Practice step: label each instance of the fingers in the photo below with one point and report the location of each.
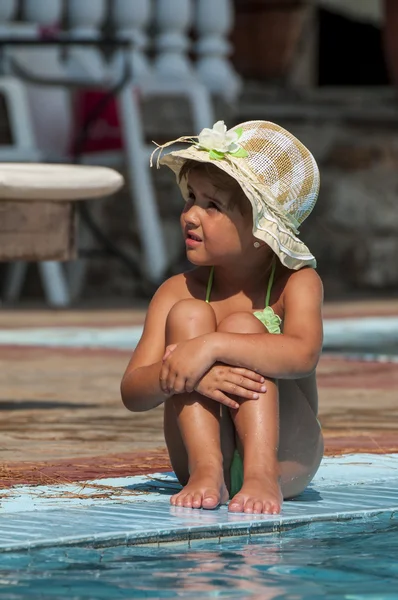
(168, 351)
(240, 391)
(241, 382)
(223, 399)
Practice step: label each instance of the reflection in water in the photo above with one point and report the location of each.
(338, 560)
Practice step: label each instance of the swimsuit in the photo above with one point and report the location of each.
(272, 322)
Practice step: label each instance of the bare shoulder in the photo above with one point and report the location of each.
(190, 284)
(303, 285)
(302, 306)
(151, 346)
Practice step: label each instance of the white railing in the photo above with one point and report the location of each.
(179, 47)
(160, 30)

■ **Assignment**: Return the lines from the one containing "Practice step: label each instance of the swimsuit" through the last line of the records. Include both ends and nothing else.

■ **Finished task**:
Practice step: label each instance of the swimsuit in the photo above with one point and report the location of each.
(272, 322)
Practice step: label each instance of the bare shoulder in the photo above with one point and report the location of each.
(190, 284)
(303, 285)
(302, 306)
(151, 346)
Practice step: label each instance of the white railing in the photo above with one point and report the location of each.
(179, 47)
(160, 30)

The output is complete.